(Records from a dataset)
○ ○ ○
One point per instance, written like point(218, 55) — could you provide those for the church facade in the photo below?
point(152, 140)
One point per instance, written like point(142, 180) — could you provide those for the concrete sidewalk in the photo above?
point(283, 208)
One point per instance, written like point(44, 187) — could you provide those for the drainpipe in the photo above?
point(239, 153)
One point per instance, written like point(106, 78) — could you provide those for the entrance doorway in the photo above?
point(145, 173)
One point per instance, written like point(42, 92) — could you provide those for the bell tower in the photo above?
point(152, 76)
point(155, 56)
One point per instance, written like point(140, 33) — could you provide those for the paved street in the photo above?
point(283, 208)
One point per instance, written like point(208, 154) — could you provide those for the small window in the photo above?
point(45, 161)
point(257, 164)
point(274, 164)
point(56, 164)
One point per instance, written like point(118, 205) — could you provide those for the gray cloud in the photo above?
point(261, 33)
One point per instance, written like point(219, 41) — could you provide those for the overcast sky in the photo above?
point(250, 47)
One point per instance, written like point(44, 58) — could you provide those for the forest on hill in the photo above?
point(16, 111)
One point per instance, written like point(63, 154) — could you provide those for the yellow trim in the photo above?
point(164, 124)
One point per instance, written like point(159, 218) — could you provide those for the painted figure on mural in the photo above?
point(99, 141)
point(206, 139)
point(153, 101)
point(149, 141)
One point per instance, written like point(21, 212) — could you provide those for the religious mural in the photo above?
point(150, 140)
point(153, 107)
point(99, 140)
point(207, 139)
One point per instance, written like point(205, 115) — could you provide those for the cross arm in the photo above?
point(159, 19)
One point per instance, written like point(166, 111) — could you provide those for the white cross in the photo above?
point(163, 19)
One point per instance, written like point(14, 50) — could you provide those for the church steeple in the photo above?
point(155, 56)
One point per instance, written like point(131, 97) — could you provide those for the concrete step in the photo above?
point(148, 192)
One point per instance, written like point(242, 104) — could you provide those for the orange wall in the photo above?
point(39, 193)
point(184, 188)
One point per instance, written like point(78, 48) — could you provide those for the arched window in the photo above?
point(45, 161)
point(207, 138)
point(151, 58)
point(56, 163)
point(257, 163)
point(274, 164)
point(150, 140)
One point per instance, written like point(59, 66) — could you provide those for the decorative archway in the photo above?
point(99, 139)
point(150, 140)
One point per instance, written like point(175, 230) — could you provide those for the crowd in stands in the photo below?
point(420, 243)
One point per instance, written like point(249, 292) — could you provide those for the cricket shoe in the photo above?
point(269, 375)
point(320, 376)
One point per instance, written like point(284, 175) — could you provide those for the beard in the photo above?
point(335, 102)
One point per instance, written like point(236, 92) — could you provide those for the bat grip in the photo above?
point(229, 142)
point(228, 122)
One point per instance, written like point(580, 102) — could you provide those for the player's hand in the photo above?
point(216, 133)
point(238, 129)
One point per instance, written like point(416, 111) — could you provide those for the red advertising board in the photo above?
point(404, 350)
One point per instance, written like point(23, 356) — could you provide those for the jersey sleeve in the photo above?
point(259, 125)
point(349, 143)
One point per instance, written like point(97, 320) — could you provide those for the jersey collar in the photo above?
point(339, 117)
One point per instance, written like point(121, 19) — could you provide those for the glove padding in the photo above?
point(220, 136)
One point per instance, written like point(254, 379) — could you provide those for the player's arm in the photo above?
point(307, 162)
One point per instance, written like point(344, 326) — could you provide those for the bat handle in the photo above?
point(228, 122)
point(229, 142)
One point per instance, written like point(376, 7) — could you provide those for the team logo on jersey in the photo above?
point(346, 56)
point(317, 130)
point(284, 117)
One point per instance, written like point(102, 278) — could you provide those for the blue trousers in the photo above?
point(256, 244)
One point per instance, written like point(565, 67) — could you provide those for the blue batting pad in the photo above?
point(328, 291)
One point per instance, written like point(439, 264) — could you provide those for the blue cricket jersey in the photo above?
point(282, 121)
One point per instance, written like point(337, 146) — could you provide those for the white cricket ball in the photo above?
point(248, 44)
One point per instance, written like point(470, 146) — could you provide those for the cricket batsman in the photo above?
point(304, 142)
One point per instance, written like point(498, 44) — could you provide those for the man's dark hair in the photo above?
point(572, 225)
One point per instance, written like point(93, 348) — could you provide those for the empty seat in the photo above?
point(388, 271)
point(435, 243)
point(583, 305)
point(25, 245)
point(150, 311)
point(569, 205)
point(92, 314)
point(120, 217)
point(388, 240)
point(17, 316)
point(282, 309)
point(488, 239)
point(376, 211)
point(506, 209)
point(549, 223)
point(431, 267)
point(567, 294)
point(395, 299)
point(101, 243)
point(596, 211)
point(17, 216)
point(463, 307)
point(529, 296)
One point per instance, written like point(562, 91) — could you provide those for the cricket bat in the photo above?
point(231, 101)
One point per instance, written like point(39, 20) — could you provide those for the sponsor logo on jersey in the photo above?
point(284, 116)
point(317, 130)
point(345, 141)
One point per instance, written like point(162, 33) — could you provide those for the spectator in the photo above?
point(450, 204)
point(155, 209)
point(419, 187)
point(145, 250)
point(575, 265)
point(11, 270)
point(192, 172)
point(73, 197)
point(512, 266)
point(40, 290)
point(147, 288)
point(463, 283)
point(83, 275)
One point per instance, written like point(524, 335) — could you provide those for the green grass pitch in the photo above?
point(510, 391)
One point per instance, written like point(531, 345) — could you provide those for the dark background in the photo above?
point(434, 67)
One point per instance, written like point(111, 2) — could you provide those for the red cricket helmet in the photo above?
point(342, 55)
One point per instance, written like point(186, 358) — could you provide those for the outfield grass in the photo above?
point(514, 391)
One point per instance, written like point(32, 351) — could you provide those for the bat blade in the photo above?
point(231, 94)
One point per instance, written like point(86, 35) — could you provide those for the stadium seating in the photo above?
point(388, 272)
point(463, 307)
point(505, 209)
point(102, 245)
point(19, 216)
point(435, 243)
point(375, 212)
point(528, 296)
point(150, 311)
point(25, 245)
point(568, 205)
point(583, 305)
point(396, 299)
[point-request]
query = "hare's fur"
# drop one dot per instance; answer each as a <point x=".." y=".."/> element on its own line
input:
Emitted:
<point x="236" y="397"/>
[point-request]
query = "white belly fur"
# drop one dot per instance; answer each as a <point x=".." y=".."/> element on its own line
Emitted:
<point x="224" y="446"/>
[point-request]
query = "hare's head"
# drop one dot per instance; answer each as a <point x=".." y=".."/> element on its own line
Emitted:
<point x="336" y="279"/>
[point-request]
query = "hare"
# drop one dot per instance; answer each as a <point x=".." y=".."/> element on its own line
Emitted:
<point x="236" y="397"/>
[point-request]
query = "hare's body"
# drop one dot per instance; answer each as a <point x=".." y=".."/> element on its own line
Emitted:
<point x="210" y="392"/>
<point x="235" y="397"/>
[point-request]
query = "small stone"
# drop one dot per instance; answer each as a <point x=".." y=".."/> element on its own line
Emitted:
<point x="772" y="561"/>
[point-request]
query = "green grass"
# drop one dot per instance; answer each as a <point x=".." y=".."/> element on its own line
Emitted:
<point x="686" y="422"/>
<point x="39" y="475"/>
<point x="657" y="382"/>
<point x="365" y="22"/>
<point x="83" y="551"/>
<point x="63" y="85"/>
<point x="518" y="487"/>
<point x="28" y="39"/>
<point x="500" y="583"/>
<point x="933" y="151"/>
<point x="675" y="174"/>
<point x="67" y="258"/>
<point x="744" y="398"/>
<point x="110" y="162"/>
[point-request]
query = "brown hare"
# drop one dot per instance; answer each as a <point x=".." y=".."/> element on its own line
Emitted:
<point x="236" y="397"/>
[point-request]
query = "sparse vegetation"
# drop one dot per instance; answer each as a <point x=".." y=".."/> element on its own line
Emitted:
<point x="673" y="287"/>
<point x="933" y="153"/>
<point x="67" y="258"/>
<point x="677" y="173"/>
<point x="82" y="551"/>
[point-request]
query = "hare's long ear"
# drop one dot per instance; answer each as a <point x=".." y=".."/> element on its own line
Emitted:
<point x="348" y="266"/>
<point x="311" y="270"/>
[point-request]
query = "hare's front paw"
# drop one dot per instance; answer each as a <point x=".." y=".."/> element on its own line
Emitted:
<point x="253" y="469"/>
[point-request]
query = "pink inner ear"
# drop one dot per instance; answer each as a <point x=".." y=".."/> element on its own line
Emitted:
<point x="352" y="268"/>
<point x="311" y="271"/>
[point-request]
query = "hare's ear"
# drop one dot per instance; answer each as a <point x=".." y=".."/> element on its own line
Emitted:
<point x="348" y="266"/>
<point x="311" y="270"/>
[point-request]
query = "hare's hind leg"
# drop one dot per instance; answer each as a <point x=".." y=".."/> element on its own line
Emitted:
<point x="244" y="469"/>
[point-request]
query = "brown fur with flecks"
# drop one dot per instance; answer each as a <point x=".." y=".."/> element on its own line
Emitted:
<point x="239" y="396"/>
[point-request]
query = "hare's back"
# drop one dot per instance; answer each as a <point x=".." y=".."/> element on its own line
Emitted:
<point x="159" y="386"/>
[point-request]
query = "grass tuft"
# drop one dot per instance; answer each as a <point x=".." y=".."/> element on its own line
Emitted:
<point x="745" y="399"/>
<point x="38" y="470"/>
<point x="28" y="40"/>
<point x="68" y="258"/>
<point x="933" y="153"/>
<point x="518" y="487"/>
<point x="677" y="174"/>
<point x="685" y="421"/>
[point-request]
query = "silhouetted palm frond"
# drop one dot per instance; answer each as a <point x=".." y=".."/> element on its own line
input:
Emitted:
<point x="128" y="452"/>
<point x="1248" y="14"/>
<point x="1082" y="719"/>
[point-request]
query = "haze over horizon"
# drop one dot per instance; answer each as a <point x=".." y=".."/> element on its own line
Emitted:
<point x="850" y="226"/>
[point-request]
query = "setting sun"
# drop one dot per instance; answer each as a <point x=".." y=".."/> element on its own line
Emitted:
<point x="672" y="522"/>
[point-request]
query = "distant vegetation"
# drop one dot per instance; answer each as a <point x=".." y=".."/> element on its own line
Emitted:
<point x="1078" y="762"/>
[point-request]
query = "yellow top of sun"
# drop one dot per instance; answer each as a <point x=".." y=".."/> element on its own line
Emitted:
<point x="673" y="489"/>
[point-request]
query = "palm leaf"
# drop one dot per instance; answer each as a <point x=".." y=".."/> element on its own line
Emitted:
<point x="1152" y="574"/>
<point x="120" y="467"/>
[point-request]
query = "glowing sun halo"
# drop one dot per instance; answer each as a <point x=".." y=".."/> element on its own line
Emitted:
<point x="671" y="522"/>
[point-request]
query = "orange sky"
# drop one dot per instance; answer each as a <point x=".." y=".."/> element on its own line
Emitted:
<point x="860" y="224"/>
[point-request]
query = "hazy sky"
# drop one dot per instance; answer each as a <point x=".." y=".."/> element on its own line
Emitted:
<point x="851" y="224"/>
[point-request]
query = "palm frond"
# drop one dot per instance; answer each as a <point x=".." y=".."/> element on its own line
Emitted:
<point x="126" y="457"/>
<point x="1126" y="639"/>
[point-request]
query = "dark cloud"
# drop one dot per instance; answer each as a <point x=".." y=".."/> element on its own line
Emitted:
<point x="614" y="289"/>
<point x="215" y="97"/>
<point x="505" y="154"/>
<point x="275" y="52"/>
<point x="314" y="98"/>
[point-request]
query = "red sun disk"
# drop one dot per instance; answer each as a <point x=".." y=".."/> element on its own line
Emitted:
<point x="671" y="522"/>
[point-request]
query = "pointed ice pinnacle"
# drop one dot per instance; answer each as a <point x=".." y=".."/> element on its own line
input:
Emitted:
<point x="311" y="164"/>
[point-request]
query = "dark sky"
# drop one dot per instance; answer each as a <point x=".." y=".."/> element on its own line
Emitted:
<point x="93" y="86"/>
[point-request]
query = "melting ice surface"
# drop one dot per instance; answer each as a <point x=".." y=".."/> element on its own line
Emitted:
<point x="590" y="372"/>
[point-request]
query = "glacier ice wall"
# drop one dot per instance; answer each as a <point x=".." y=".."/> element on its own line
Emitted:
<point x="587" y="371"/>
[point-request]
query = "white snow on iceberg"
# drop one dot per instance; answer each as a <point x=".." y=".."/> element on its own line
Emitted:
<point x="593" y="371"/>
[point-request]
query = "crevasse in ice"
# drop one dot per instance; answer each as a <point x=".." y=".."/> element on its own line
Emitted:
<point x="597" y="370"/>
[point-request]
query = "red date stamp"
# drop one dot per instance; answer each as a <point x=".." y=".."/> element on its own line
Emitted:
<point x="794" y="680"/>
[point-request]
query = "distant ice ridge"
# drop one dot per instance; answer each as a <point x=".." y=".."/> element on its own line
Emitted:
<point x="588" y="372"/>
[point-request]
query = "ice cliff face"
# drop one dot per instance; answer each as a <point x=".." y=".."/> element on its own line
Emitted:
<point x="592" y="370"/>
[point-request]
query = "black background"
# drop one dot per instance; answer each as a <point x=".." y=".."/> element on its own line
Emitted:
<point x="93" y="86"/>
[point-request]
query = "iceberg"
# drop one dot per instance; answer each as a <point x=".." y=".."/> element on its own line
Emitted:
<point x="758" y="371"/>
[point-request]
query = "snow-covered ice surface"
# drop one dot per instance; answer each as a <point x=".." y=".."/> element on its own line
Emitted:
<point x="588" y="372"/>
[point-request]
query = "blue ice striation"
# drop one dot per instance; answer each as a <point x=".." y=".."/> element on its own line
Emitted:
○ ○ ○
- Given task: Reproduce verbatim the run of lines in the entries above that starts with the line containing "One point per instance, written like point(140, 33)" and ends with the line containing "point(184, 188)", both of those lines included.

- Result:
One point per instance, written like point(140, 33) — could you provide those for the paved street in the photo above?
point(283, 208)
One point per instance, written like point(208, 154) — could you provide those for the small window in the photo above?
point(45, 161)
point(257, 164)
point(274, 164)
point(56, 164)
One point per instance, written like point(118, 205) — could you provide those for the gray cloud in the photo above?
point(261, 33)
One point per instance, written like point(219, 41) — could you provide those for the overcast sky in the photo above?
point(250, 47)
One point per instance, written like point(44, 58) — could you provide those for the forest on hill in the photo above?
point(16, 111)
One point per instance, written like point(63, 154) — could you provide those for the yellow trim in the photo above?
point(164, 124)
One point per instance, written like point(159, 218) — could you provide those for the painted figure on mural in the photo above?
point(99, 141)
point(206, 139)
point(153, 101)
point(149, 141)
One point per instance, written like point(21, 212) — could you provide those for the religious mural in the photo above?
point(150, 140)
point(153, 107)
point(99, 140)
point(207, 139)
One point per instance, written like point(205, 115) — could you provide those for the cross arm in the photo above?
point(159, 19)
One point per instance, written like point(166, 111) — could you provide those for the white cross in the photo above?
point(163, 19)
One point per instance, written like point(14, 50) — could you provide those for the church steeple in the photo above?
point(155, 56)
One point per instance, written like point(131, 97) — could you provide those for the concrete step in the photo above?
point(148, 192)
One point per instance, written like point(242, 104) — could you provide those for the orange wall in the photo above?
point(39, 193)
point(184, 188)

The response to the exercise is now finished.